No entanto, divergência surge quando do acidente do trabalho advém a morte do empregado. Isso porque se discute se seria possível o espólio pleitear dano moral de titularidade do de cujus. Quando da abertura da sucessão (morte), os bens ou a herança transmitem-se, desde logo, aos sucessores ou herdeiros, transmitindo-se também o direito de exigir reparação (art. 943 do CC).

Todo o acervo de bens do de cujus (materiais e imateriais, como por exemplo a honra, imagem, etc.) é representado pelo espólio, o qual é mera fixação jurídica, sem personalidade jurídica, criado para otimizar a defesa dos interesses da própria herança. O representante do espólio é o inventariante, que no processo do trabalho, ante a simplicidade inerente a esse ramo, é entendido como sendo os habilitados perante o INSS e os sucessores da lei civil do empregado morto, nos termos da Lei 6.858/80.

Assim, o dano moral seria mesmo do empregado morto, cuja titularidade do direito à reparação seria do espólio, representado pelos habilitados no INSS ou sucessores da lei civil do de cujus.

A doutrina e a jurisprudência se dividem. Jose Affonso Dalegrave Neto entende que há dano moral do empregado morto, cujo fundamento está no fato em si da perda da vida da vítima, que ao morrer deixou de satisfazer suas necessidades e expectativas legitimas[iii].

O STJ, segundo Sebastião Geraldo de Oliveira[iv], pacificou sua jurisprudência no REsp 978.651, afirmando o cabimento da indenização por danos morais sofridos pelo de cujus, cuja legitimidade para postular seria do espólio e dos sucessores, concorrentemente.

O TST tende a não considerar dano moral próprio do morto:

RECURSO DE REVISTA. (…) 2. INÉPCIA DA INICIAL. RESPONSABILIDADE CIVIL DO EMPREGADOR. INDENIZAÇÃO DECORRENTE DE ACIDENTE DO TRABALHO. AÇÃO PROPOSTA EM NOME DO ESPÓLIO DO EX-EMPREGADO E FILHO MENOR DEPENDENTE. Embora seja possível afastar a inépcia da inicial é inviável o conhecimento do recurso para retorno dos autos ao Regional a fim de que seja examinada a pretensão, tendo em vista a evidente falta de proveito/utilidade da medida processual, pois como visto o pedido de dano moral formulado pelo espólio em razão do fato de o ex-empregado perder a vida, não tem guarida em nosso ordenamento jurídico, mas tão somente o dano moral indireto, reflexo ou ricochete já devidamente deferido na reclamação. Recurso de revista não conhecido. Processo: RR – 11362-10.2013.5.15.0031 Data de Julgamento: 23/11/2016, Relatora Ministra: Dora Maria da Costa, 8ª Turma, Data de Publicação: DEJT 25/11/2016.

**O que fazer:** Por favor, dê continuidade ao trecho sobre o dano moral do empregado morto em acidente do trabalho, a partir do ponto logo após a decisão do TST que o encerra. Os registros são um material à parte, distinto do trecho acima.

**Informações fornecidas:**
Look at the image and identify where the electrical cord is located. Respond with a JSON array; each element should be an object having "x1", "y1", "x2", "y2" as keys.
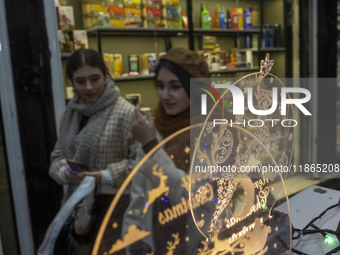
[{"x1": 292, "y1": 199, "x2": 340, "y2": 255}]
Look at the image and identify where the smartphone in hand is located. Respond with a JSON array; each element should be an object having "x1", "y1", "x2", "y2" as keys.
[{"x1": 66, "y1": 159, "x2": 89, "y2": 174}]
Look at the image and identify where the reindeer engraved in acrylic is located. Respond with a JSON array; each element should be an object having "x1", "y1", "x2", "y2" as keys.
[{"x1": 143, "y1": 164, "x2": 169, "y2": 214}]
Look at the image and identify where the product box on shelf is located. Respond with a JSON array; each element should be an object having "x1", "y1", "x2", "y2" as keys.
[
  {"x1": 162, "y1": 0, "x2": 179, "y2": 5},
  {"x1": 143, "y1": 0, "x2": 161, "y2": 5},
  {"x1": 143, "y1": 5, "x2": 164, "y2": 28},
  {"x1": 57, "y1": 6, "x2": 75, "y2": 31},
  {"x1": 125, "y1": 5, "x2": 142, "y2": 27},
  {"x1": 58, "y1": 30, "x2": 74, "y2": 53},
  {"x1": 107, "y1": 3, "x2": 125, "y2": 27},
  {"x1": 73, "y1": 30, "x2": 89, "y2": 50},
  {"x1": 103, "y1": 53, "x2": 123, "y2": 77},
  {"x1": 124, "y1": 0, "x2": 142, "y2": 5},
  {"x1": 163, "y1": 5, "x2": 182, "y2": 28},
  {"x1": 82, "y1": 2, "x2": 110, "y2": 28}
]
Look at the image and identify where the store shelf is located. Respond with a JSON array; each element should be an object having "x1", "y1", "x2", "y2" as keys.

**Resultado da tarefa:**
Nesse sentido veio a regulamentar o novel artigo 223-B CLT:

Art. 223-B. Causa dano de natureza extrapatrimonial a ação ou omissão que ofenda a esfera moral ou existencial da pessoa física ou jurídica, as quais são as titulares exclusivas do direito à reparação.’

Ao dispor o referido artigo que a pessoa física é a titular exclusiva do direito à reparação está simplesmente a acolher o entendimento de que o espólio não pode pleitear dano moral do empregado morto. Sendo assim, não há que se falar em extinção dos danos em ricochete, sofridos pelos familiares do empregado morto, pois estes são regulamentados pelas normas civilistas, não se aplicando o disposto da CLT, que rege somente a responsabilidade civil contratual.

A reforma trabalhista optou por dispor expressamente a impossibilidade de deferimento de danos morais ao espólio, isto é, danos morais sofridos em vida pelo empregado morto. Ressalta-se que a novel disposição não impede a continuidade, pelo espólio, de ação indenizatória proposta ainda em vida pelo empregado posteriormente falecido.

Portanto, frisa-se, não há que se falar em extinção dos danos em ricochete dos familiares do empregado morto, mas tão somente na impossibilidade do espólio pleitear danos morais do de cujus, indo ao encontro, como visto, da própria tendência jurisprudencial do TST.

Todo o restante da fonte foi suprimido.